--- Required action ---
An identical copy of all records below is to be written out.

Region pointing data
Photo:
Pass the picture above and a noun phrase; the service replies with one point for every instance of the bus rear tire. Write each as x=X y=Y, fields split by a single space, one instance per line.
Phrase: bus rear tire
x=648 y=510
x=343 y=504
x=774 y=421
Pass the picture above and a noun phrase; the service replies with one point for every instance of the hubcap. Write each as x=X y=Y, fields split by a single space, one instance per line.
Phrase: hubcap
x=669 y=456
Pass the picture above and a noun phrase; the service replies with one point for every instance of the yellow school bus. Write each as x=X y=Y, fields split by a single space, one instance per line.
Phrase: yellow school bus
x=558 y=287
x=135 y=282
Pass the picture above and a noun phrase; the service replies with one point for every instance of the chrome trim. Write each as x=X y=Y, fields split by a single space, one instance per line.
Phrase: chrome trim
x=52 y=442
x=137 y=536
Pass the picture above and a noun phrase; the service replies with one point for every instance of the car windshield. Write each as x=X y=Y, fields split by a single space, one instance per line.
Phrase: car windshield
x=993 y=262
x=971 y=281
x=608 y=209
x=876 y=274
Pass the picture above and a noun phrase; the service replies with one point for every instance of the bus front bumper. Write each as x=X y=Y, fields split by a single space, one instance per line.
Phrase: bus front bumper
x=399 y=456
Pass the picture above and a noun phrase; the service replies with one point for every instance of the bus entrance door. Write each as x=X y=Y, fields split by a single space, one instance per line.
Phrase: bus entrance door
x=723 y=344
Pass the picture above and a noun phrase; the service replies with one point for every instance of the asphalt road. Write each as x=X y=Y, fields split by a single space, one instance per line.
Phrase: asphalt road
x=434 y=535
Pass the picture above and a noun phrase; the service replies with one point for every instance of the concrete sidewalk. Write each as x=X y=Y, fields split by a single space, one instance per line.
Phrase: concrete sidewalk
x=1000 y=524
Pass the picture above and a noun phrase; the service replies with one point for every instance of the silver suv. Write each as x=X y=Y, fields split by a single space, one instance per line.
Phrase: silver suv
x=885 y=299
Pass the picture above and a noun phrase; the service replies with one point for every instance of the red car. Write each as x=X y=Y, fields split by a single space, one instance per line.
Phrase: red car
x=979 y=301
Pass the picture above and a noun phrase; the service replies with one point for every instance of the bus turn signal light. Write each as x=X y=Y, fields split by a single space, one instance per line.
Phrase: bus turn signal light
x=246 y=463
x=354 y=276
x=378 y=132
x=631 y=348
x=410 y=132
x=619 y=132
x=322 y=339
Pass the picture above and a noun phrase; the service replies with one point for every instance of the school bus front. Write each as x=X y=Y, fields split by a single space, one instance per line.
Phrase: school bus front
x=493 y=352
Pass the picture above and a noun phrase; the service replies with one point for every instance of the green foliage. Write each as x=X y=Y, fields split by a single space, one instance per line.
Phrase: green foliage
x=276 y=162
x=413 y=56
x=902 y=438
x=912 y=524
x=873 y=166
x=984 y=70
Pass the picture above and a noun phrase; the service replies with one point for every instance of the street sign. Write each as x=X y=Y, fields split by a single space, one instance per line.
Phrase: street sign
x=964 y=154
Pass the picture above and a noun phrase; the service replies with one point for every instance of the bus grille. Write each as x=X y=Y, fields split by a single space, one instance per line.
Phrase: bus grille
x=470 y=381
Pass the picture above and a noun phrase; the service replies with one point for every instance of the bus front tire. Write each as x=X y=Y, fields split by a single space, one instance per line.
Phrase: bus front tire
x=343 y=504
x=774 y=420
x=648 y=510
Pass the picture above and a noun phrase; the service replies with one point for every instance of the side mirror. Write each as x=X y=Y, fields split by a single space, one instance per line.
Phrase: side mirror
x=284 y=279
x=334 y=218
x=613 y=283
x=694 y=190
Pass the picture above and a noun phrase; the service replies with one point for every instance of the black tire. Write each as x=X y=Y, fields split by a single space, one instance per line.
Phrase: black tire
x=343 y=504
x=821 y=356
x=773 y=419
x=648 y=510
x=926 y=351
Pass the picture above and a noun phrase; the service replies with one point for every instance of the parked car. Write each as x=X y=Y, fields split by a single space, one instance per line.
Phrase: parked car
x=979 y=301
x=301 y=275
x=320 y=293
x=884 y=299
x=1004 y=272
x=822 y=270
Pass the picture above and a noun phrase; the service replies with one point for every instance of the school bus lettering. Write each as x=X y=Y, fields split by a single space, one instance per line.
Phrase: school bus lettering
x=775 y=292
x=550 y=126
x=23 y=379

--- Answer box ---
Photo:
Pass the picture above and a noun phrase; the service replies with one point for every instance of the bus rear tire. Write each as x=X y=Y, fields split by a single space, one instance per line.
Phrase: bus rear tire
x=648 y=510
x=343 y=504
x=774 y=421
Pass the picture above and a noun phrase; the service replies with one point for every instance of the hubcap. Write each as x=X y=Y, fields split by a single space, one instance per line.
Phrase: hubcap
x=669 y=456
Pass the picture above and a noun phrase; the service replies with one point for every instance of the yellow school bus. Write each as x=X y=Y, fields split by a single space, one instance per line.
Phrase: yellow school bus
x=558 y=287
x=135 y=282
Pass the picture above and a noun phrase; the service replies with one point for every instance of the chrome trim. Write each as x=X y=Y, fields split by a single space, one instance per line.
Phrase: chrome trim
x=52 y=442
x=137 y=536
Pass the picture above and a noun phrase; the service replies with one point for every instance of the car windshield. Write each as x=X y=Y, fields split by a single space, one instance per line.
Phrase: car windshield
x=993 y=262
x=971 y=281
x=608 y=209
x=876 y=274
Pass the picture above and a noun phrase; the service replies with one point for every instance of the bus front bumper. Write each as x=X y=Y, fields split by a single space, one instance per line.
Phrase: bus front bumper
x=399 y=456
Pass the picture above and a noun phrase; the service replies with one point for every instance of the bus entrance door. Write each as x=X y=Y, fields split by a single space, one instance per line.
Phrase: bus entrance door
x=723 y=344
Pass the picture above and a noun phrase; the service replies with one point for every instance of the asphalt road. Write each as x=X y=Y, fields split by a single space, one instance per line.
Phrase: asphalt road
x=434 y=535
Pass the picture above and a noun phrase; the service replies with one point for every instance of the concrete sidewalk. Write each as x=X y=Y, fields split by a single space, one instance per line.
Phrase: concrete sidewalk
x=1000 y=524
Pass the picture above and a noun phrase; the service replies with one point for every instance of the silver suv. Write each as x=X y=Y, fields split by a single space, one instance per line.
Phrase: silver suv
x=885 y=299
Pass the picture above and a noun phrase; the service replies with one point for every instance of the red car. Write each as x=X y=Y, fields split by a single space, one instance per line.
Phrase: red car
x=979 y=301
Pass the picture above and a noun phrase; the service replies with one point for every instance of the bus turn signal light. Write each as x=X y=Y, fields split by a single space, one instance per line.
Phrase: bus turn signal light
x=246 y=463
x=354 y=276
x=378 y=132
x=631 y=348
x=410 y=132
x=619 y=132
x=322 y=339
Pass the picture above and a noun phrase; the service replies with one point for every instance of the school bus front. Write each as x=X y=Y, fields split by a single space, one instance per line.
Phrase: school bus front
x=493 y=352
Pass the picture above and a noun phrase; the service replies with one point for every instance of the green foliage. Write each as x=X y=Y, fields split by a single space, one instance per line.
Phrase: green foliage
x=276 y=162
x=413 y=56
x=902 y=438
x=912 y=524
x=873 y=166
x=984 y=70
Pass the picture above and a noun phrase; the service replies with one point for every instance of the street sign. Write each as x=X y=Y, fields split by a single space, one instance per line.
Phrase: street sign
x=964 y=154
Pass the picture above and a noun phrase; the service replies with one point for every instance of the bus grille. Write each as x=X y=Y, fields split by a single space, one instance per line.
Phrase: bus grille
x=470 y=381
Pass the picture above and a noun phrase; the service replies with one point for every instance of the bus front tire. Write each as x=X y=Y, fields split by a single space, one instance per line.
Phrase: bus front tire
x=343 y=504
x=774 y=420
x=648 y=510
Pass the picture above and a noun phrase; the service replies with one point for every instance of the side mirror. Write each as x=X y=Y, fields split by a single space, one instance per line.
Phrase: side mirror
x=284 y=279
x=334 y=218
x=613 y=283
x=694 y=190
Pass the picture above and a noun phrase; the service replies with one point for every instance of the black tire. Write each as x=X y=Y, fields split by a single space, one instance per line.
Phrase: black tire
x=343 y=504
x=821 y=356
x=773 y=419
x=648 y=510
x=926 y=351
Pass the picture above and a noun phrase; the service replies with one point for every instance of the parked car. Write each as x=X y=Y, fields split by a single space, one instance per line.
Phrase: parked car
x=979 y=301
x=301 y=275
x=320 y=293
x=884 y=299
x=1004 y=272
x=822 y=270
Pass the picture above and a noun phrase; the service replies with one point for every instance of the school bus lettering. Write each as x=X y=Y, fields split by a single space, one instance per line.
Phrase: school bus lettering
x=775 y=292
x=550 y=126
x=23 y=379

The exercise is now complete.